The 2008 Unitarian Universalist Association General Assembly (GA) got underway in Ft. Lauderdale Wednesday evening.  Pointedly sub-titled A Meeting of Congregations to set itself apart from the atmosphere of a movement convention of individual devotees that critics have charged annual GAs had become, the meeting has been racked with controversy for months.

 

The main convention hall is “inside the security perimeter” of the Port of Ft. Lauderdale. As a result, Department of Homeland Security regulations required that government approved picture identification has to be presented to authorities each time individuals accessed the building.  Convention credentials will not suffice.  Permissible IDs include driver’s licenses; state issued picture IDs, passports, and military IDs.  Not acceptable would be things like school and employment IDs or tickets in-lieu of licenses.  The announcement of these restrictions set up a howls of protests, including calls to relocate the meeting.

(Stored records)
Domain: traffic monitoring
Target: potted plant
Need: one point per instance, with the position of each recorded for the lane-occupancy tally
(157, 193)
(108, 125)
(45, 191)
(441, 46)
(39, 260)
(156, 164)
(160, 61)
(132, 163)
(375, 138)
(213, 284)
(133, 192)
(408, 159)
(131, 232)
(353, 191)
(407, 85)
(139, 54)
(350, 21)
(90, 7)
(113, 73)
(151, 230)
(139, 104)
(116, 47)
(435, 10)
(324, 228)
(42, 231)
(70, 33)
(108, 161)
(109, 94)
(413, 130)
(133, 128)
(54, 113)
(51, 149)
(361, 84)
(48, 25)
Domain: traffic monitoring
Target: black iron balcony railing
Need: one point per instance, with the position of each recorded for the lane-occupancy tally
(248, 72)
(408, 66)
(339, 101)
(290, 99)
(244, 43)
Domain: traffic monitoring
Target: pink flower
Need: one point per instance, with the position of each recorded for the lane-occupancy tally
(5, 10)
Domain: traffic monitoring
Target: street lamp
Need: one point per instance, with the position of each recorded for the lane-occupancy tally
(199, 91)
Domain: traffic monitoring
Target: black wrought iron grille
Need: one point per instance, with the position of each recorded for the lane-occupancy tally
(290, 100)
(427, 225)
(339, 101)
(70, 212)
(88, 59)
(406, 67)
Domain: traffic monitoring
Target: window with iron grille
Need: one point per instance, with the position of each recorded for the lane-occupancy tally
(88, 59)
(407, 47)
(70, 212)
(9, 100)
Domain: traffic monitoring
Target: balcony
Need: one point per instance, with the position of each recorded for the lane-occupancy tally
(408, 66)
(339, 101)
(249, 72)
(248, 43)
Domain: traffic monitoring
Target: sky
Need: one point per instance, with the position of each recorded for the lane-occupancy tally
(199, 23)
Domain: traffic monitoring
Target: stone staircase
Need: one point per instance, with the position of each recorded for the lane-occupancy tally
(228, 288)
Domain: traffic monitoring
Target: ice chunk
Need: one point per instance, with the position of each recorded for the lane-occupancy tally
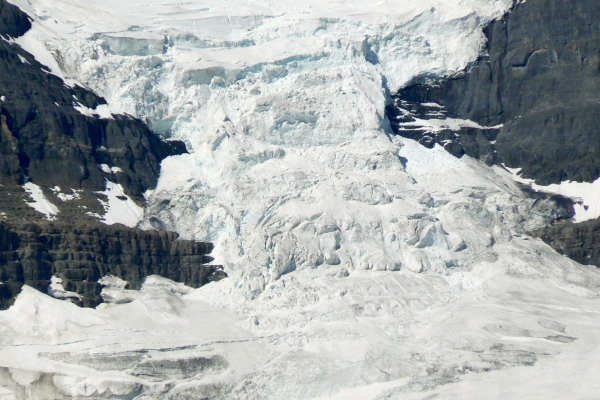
(119, 207)
(40, 202)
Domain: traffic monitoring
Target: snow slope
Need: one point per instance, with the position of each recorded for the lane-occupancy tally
(356, 259)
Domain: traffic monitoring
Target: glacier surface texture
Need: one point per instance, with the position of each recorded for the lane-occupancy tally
(361, 265)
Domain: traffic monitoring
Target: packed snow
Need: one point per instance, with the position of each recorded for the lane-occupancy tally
(585, 194)
(360, 264)
(119, 208)
(40, 203)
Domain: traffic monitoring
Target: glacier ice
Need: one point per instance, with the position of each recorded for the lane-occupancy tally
(356, 258)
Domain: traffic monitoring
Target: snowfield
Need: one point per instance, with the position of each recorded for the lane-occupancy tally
(361, 265)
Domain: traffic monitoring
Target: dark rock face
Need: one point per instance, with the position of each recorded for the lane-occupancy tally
(580, 242)
(43, 138)
(81, 255)
(46, 139)
(541, 80)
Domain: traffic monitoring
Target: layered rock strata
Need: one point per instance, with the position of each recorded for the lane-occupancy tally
(532, 102)
(538, 86)
(61, 139)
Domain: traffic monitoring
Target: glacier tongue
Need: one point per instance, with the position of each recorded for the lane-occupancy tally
(367, 258)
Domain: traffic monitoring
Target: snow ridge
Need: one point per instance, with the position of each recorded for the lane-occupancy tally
(336, 235)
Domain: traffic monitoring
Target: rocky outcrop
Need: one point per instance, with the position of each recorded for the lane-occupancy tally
(49, 135)
(536, 96)
(80, 255)
(580, 242)
(45, 138)
(540, 81)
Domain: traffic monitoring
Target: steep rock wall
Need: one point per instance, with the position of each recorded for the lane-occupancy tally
(540, 80)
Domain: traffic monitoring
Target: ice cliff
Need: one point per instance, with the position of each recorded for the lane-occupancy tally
(356, 258)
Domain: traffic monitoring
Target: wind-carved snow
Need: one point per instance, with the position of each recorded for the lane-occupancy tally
(102, 111)
(119, 208)
(585, 194)
(40, 202)
(355, 258)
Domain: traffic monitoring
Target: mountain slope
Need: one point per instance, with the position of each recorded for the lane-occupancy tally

Task prompt :: Update the General Assembly account between "The 2008 Unitarian" and "controversy for months.", inclusive, replacing "Wednesday evening" with "Thursday evening". The items above are separate material, unconnected to the General Assembly account.

Solved exercise ::
The 2008 Unitarian Universalist Association General Assembly (GA) got underway in Ft. Lauderdale Thursday evening.  Pointedly sub-titled A Meeting of Congregations to set itself apart from the atmosphere of a movement convention of individual devotees that critics have charged annual GAs had become, the meeting has been racked with controversy for months.